Items from a data source
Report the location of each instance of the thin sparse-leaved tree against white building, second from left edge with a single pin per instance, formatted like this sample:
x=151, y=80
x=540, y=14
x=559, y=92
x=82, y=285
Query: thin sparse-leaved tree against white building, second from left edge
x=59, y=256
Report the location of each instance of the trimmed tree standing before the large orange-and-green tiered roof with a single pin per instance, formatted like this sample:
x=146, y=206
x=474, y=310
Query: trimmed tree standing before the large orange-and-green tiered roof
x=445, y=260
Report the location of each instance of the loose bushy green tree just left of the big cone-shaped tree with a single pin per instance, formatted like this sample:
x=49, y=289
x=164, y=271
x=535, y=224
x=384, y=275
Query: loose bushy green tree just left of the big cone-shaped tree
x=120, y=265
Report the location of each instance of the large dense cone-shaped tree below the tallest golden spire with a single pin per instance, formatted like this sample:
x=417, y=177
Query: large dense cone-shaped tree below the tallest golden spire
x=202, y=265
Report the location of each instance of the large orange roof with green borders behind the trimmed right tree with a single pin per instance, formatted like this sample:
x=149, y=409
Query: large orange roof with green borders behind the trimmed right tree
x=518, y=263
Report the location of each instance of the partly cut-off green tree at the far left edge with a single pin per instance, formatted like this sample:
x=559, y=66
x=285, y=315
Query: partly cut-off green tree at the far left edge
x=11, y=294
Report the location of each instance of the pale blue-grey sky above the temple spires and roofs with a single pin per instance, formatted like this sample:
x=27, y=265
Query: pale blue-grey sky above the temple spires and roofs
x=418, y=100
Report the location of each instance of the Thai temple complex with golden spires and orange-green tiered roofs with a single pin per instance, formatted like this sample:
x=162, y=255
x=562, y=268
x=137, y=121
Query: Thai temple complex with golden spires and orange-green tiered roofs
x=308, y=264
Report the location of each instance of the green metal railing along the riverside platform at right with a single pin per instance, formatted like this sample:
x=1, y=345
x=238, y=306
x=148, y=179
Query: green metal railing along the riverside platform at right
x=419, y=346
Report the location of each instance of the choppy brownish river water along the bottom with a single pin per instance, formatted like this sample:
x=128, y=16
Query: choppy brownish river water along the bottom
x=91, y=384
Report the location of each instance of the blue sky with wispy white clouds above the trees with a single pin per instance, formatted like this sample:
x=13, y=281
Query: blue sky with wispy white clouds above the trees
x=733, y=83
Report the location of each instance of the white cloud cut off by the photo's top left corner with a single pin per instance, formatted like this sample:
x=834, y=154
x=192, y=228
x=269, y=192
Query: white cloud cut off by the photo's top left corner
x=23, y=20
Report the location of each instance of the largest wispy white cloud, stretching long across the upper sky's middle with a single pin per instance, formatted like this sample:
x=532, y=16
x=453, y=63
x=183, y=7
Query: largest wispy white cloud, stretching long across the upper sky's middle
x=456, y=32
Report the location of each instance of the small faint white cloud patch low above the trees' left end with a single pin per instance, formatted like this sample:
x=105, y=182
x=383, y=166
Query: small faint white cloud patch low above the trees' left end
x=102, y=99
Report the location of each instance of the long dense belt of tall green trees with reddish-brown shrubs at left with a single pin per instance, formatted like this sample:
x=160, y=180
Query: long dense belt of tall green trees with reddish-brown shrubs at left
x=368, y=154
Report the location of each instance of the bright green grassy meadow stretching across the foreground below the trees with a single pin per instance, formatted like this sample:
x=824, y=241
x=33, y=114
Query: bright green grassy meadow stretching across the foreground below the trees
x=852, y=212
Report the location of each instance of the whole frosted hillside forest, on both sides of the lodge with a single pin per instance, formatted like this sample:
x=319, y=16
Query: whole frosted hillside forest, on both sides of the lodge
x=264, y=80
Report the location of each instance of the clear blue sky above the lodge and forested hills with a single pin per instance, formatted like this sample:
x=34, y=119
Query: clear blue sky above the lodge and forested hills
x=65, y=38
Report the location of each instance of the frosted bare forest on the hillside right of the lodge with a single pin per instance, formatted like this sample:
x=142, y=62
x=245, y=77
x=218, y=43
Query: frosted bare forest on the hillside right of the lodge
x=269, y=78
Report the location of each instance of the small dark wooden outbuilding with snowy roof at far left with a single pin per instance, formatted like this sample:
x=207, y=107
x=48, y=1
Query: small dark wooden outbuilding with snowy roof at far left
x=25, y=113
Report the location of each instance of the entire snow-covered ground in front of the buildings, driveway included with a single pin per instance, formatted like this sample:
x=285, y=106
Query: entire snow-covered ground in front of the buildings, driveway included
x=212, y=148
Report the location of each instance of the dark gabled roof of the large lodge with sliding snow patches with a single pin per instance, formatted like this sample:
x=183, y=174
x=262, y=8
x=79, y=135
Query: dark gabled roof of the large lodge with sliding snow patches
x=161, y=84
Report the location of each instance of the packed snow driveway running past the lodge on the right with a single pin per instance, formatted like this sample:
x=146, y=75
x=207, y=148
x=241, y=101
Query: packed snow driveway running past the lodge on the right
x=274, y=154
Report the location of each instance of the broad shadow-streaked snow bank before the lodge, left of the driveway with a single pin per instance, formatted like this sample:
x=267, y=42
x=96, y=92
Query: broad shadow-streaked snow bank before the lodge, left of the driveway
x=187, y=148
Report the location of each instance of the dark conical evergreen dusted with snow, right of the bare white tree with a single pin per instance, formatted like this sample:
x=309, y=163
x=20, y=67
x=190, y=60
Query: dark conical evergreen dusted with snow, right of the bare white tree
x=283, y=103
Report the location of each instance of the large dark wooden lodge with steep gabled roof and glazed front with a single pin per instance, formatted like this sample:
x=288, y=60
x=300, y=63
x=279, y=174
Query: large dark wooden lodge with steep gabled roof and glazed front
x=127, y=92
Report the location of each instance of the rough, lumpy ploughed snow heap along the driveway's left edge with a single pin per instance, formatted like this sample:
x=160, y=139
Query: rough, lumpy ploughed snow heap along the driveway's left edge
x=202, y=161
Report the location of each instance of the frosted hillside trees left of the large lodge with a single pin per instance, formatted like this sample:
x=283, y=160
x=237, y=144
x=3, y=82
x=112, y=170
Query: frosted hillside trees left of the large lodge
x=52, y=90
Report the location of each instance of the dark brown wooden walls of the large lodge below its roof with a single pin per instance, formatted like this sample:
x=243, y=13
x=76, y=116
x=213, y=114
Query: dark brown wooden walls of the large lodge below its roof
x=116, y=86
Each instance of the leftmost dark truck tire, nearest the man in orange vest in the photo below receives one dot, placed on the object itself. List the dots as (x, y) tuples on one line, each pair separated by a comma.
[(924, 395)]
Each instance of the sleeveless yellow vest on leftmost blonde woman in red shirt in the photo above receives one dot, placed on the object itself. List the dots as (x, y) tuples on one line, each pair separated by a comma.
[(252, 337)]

*Exercise requirements:* Nothing is to be left out; every record above must be repeated exactly.

*Result for this exercise:*
Report the location of each instance of the thin sparse-leaved tree against white building, second from left edge with a single pin per instance, formatted like this sample:
x=151, y=80
x=540, y=14
x=559, y=92
x=82, y=285
Query: thin sparse-leaved tree against white building, second from left edge
x=59, y=256
Report the location of each instance of the trimmed tree standing before the large orange-and-green tiered roof with a single pin per instance, formatted like this sample:
x=146, y=206
x=474, y=310
Query: trimmed tree standing before the large orange-and-green tiered roof
x=445, y=260
Report the location of each instance of the loose bushy green tree just left of the big cone-shaped tree with a single pin per instance, formatted like this sample:
x=49, y=289
x=164, y=271
x=535, y=224
x=384, y=275
Query: loose bushy green tree just left of the big cone-shaped tree
x=120, y=265
Report the location of each instance of the large dense cone-shaped tree below the tallest golden spire with a single pin per instance, formatted like this sample:
x=417, y=177
Query: large dense cone-shaped tree below the tallest golden spire
x=202, y=265
Report the location of each instance of the large orange roof with green borders behind the trimmed right tree with a single pin per instance, formatted like this sample:
x=149, y=409
Query: large orange roof with green borders behind the trimmed right tree
x=518, y=263
Report the location of each instance of the partly cut-off green tree at the far left edge with a single pin per instance, formatted like this sample:
x=559, y=66
x=285, y=315
Query: partly cut-off green tree at the far left edge
x=11, y=294
Report the location of each instance of the pale blue-grey sky above the temple spires and roofs with a single pin per instance, formatted like this sample:
x=27, y=265
Query: pale blue-grey sky above the temple spires and roofs
x=418, y=100
Report the location of each instance of the Thai temple complex with golden spires and orange-green tiered roofs with a single pin per instance, formatted like this sample:
x=162, y=255
x=562, y=268
x=137, y=121
Query: Thai temple complex with golden spires and orange-green tiered roofs
x=308, y=264
Report the location of each instance of the green metal railing along the riverside platform at right with a single pin per instance, formatted like this sample:
x=1, y=345
x=238, y=306
x=148, y=179
Query: green metal railing along the riverside platform at right
x=419, y=346
Report the location of each instance of the choppy brownish river water along the bottom with a single pin per instance, formatted like this sample:
x=128, y=16
Query: choppy brownish river water along the bottom
x=91, y=384
Report the location of each instance of the blue sky with wispy white clouds above the trees with a single pin per instance, formatted like this sample:
x=13, y=281
Query: blue sky with wispy white clouds above the trees
x=733, y=83
Report the location of each instance of the white cloud cut off by the photo's top left corner with a single pin per instance, formatted like this sample:
x=834, y=154
x=192, y=228
x=269, y=192
Query: white cloud cut off by the photo's top left corner
x=23, y=20
Report the location of each instance of the largest wispy white cloud, stretching long across the upper sky's middle with a single pin per instance, formatted like this sample:
x=532, y=16
x=453, y=63
x=183, y=7
Query: largest wispy white cloud, stretching long across the upper sky's middle
x=456, y=32
Report the location of each instance of the small faint white cloud patch low above the trees' left end with a single pin per instance, formatted like this sample:
x=105, y=182
x=383, y=166
Query: small faint white cloud patch low above the trees' left end
x=102, y=99
Report the location of each instance of the long dense belt of tall green trees with reddish-brown shrubs at left with a single pin per instance, formatted like this sample:
x=160, y=180
Query: long dense belt of tall green trees with reddish-brown shrubs at left
x=368, y=154
Report the location of each instance of the bright green grassy meadow stretching across the foreground below the trees with a single pin per instance, formatted like this sample:
x=824, y=241
x=33, y=114
Query: bright green grassy meadow stretching across the foreground below the trees
x=852, y=212
Report the location of each instance of the whole frosted hillside forest, on both sides of the lodge with a single pin per instance, formatted like this sample:
x=319, y=16
Query: whole frosted hillside forest, on both sides of the lodge
x=264, y=80
Report the location of each instance of the clear blue sky above the lodge and forested hills with a single pin per instance, formatted like this sample:
x=34, y=119
Query: clear blue sky above the lodge and forested hills
x=65, y=38
Report the location of each instance of the frosted bare forest on the hillside right of the lodge with a single pin per instance, formatted like this sample:
x=142, y=62
x=245, y=77
x=218, y=43
Query: frosted bare forest on the hillside right of the lodge
x=269, y=78
Report the location of each instance of the small dark wooden outbuilding with snowy roof at far left with a single pin per instance, formatted like this sample:
x=207, y=107
x=48, y=1
Query: small dark wooden outbuilding with snowy roof at far left
x=25, y=113
Report the location of each instance of the entire snow-covered ground in front of the buildings, driveway included with a single pin per instance, formatted like this sample:
x=285, y=106
Query: entire snow-covered ground in front of the buildings, driveway included
x=212, y=148
Report the location of each instance of the dark gabled roof of the large lodge with sliding snow patches with a single pin per instance, formatted like this sample:
x=183, y=174
x=262, y=8
x=79, y=135
Query: dark gabled roof of the large lodge with sliding snow patches
x=161, y=84
Report the location of each instance of the packed snow driveway running past the lodge on the right with a single pin per instance, formatted like this sample:
x=146, y=75
x=207, y=148
x=241, y=101
Query: packed snow driveway running past the lodge on the right
x=274, y=154
Report the location of each instance of the broad shadow-streaked snow bank before the lodge, left of the driveway with a single pin per instance, formatted like this sample:
x=267, y=42
x=96, y=92
Query: broad shadow-streaked snow bank before the lodge, left of the driveway
x=187, y=148
Report the location of each instance of the dark conical evergreen dusted with snow, right of the bare white tree with a single pin per instance, formatted like this sample:
x=309, y=163
x=20, y=67
x=190, y=60
Query: dark conical evergreen dusted with snow, right of the bare white tree
x=283, y=103
Report the location of each instance of the large dark wooden lodge with steep gabled roof and glazed front with a single pin per instance, formatted like this sample:
x=288, y=60
x=300, y=63
x=279, y=174
Query: large dark wooden lodge with steep gabled roof and glazed front
x=127, y=92
Report the location of each instance of the rough, lumpy ploughed snow heap along the driveway's left edge with a single pin per instance, formatted like this sample:
x=160, y=139
Query: rough, lumpy ploughed snow heap along the driveway's left edge
x=202, y=161
Report the location of each instance of the frosted hillside trees left of the large lodge with a single pin per instance, formatted like this sample:
x=283, y=160
x=237, y=144
x=3, y=82
x=112, y=170
Query: frosted hillside trees left of the large lodge
x=52, y=90
Report the location of each instance of the dark brown wooden walls of the large lodge below its roof with a single pin per instance, formatted like this sample:
x=243, y=13
x=76, y=116
x=213, y=114
Query: dark brown wooden walls of the large lodge below its roof
x=116, y=86
Each instance of the leftmost dark truck tire, nearest the man in orange vest in the photo below receives one dot, placed on the object itself. List the dots as (x, y) tuples on one line, each pair separated by a comma.
[(924, 395)]
Each instance of the sleeveless yellow vest on leftmost blonde woman in red shirt in the photo above receives one dot, placed on the object itself. List the dots as (x, y) tuples on one line, each pair separated by a comma.
[(252, 337)]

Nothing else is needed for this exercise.